| Work to be completed |
Rewrite every row below with "rough mask" changed to "coarse mask" wherever it occurs, leaving everything else untouched.

*** Begin section ***

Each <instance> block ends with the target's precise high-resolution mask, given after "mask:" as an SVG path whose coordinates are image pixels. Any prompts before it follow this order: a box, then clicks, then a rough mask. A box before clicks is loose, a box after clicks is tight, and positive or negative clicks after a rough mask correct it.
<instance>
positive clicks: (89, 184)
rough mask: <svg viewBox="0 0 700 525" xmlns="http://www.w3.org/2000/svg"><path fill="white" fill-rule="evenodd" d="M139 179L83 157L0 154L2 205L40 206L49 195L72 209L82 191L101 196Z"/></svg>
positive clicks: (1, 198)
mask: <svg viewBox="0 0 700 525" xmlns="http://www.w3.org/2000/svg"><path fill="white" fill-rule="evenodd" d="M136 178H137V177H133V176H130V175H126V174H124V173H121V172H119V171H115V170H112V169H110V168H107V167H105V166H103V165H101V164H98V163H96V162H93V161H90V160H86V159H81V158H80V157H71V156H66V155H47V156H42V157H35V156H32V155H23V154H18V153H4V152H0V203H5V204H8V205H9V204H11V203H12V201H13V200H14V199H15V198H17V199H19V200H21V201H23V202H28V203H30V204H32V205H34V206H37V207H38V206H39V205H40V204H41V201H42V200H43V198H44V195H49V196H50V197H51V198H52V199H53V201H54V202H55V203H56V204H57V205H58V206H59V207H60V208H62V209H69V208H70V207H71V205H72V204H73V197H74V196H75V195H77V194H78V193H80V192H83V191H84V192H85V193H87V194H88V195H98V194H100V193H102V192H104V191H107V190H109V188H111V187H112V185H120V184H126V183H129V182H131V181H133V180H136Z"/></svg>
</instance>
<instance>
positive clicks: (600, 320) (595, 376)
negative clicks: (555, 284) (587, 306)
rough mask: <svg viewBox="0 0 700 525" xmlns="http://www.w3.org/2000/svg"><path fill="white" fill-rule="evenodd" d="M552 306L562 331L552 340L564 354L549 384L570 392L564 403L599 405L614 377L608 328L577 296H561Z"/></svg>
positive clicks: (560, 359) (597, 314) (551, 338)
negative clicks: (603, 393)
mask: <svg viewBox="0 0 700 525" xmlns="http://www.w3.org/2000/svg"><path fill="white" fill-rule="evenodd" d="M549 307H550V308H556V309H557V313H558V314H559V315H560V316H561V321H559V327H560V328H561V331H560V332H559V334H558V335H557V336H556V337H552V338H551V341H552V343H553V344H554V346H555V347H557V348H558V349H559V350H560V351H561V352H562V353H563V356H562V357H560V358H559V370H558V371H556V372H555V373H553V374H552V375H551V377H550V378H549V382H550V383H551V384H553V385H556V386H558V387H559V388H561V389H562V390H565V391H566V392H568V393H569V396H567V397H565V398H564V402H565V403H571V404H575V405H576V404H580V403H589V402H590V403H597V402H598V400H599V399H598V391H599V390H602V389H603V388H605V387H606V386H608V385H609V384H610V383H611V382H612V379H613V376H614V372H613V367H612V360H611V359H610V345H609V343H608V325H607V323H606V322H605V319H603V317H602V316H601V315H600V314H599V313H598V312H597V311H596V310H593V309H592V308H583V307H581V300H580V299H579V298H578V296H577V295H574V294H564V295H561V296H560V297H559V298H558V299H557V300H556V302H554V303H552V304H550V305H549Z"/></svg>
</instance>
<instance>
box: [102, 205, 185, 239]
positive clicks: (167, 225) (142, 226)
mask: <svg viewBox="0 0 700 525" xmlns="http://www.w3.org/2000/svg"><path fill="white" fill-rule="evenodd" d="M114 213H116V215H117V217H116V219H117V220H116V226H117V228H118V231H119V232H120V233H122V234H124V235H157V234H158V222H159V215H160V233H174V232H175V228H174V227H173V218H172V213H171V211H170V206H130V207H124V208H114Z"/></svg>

*** End section ***

| Solution for this problem |
Each <instance> block ends with the target's precise high-resolution mask, given after "mask:" as an SVG path whose coordinates are image pixels. Any prompts before it follow this order: a box, then clicks, then a coarse mask. A box before clicks is loose, a box after clicks is tight, and positive or negative clicks after a coarse mask correct it.
<instance>
positive clicks: (89, 184)
coarse mask: <svg viewBox="0 0 700 525" xmlns="http://www.w3.org/2000/svg"><path fill="white" fill-rule="evenodd" d="M139 179L83 157L0 154L2 205L40 206L49 195L72 209L82 191L101 196Z"/></svg>
positive clicks: (1, 198)
mask: <svg viewBox="0 0 700 525" xmlns="http://www.w3.org/2000/svg"><path fill="white" fill-rule="evenodd" d="M136 178H137V177H133V176H130V175H126V174H124V173H121V172H119V171H115V170H112V169H110V168H107V167H105V166H103V165H101V164H98V163H96V162H93V161H90V160H86V159H81V158H80V157H71V156H66V155H47V156H42V157H35V156H32V155H23V154H18V153H4V152H0V203H5V204H8V205H9V204H11V203H12V201H13V200H14V199H15V198H17V199H19V200H21V201H23V202H28V203H30V204H32V205H34V206H37V207H38V206H39V205H40V204H41V201H42V200H43V198H44V195H49V196H50V197H51V198H52V199H53V201H54V202H55V203H56V204H57V205H58V206H59V207H60V208H62V209H69V208H70V207H71V205H72V204H73V197H74V196H75V195H77V194H78V193H80V192H83V191H84V192H85V193H87V194H88V195H98V194H100V193H102V192H104V191H107V190H109V188H111V187H112V185H120V184H126V183H129V182H131V181H133V180H136Z"/></svg>
</instance>
<instance>
positive clicks: (600, 320) (595, 376)
negative clicks: (555, 284) (587, 306)
coarse mask: <svg viewBox="0 0 700 525" xmlns="http://www.w3.org/2000/svg"><path fill="white" fill-rule="evenodd" d="M552 306L562 331L552 340L564 354L549 384L570 392L564 403L599 405L614 377L608 328L577 296H561Z"/></svg>
positive clicks: (560, 359) (597, 314) (551, 338)
negative clicks: (603, 393)
mask: <svg viewBox="0 0 700 525" xmlns="http://www.w3.org/2000/svg"><path fill="white" fill-rule="evenodd" d="M549 307H550V308H556V309H557V313H558V314H559V315H560V316H561V321H559V327H560V328H561V331H560V332H559V334H558V335H557V336H556V337H552V338H551V341H552V343H553V344H554V346H555V347H557V348H558V349H559V350H560V351H561V352H562V353H563V356H562V357H560V358H559V370H558V371H556V372H555V373H553V374H552V375H551V377H550V378H549V382H550V383H551V384H553V385H556V386H558V387H559V388H561V389H562V390H565V391H566V392H568V393H569V396H567V397H565V398H564V402H565V403H571V404H575V405H576V404H580V403H589V402H590V403H597V402H598V400H599V399H598V391H599V390H602V389H603V388H605V387H606V386H608V385H609V384H610V383H611V382H612V379H613V376H614V372H613V367H612V360H611V359H610V345H609V343H608V325H607V323H606V322H605V319H603V317H602V316H601V315H600V314H599V313H598V312H597V311H596V310H593V309H592V308H583V307H581V300H580V299H579V298H578V296H577V295H574V294H564V295H561V296H560V297H559V298H558V299H557V300H556V302H554V303H552V304H550V305H549Z"/></svg>
</instance>
<instance>
box: [102, 205, 185, 239]
positive clicks: (167, 225) (142, 226)
mask: <svg viewBox="0 0 700 525" xmlns="http://www.w3.org/2000/svg"><path fill="white" fill-rule="evenodd" d="M114 213H116V215H117V217H116V219H117V220H116V226H117V228H118V231H119V232H120V233H122V234H124V235H157V234H158V222H159V215H160V233H174V232H175V228H174V227H173V218H172V213H171V211H170V206H130V207H124V208H114Z"/></svg>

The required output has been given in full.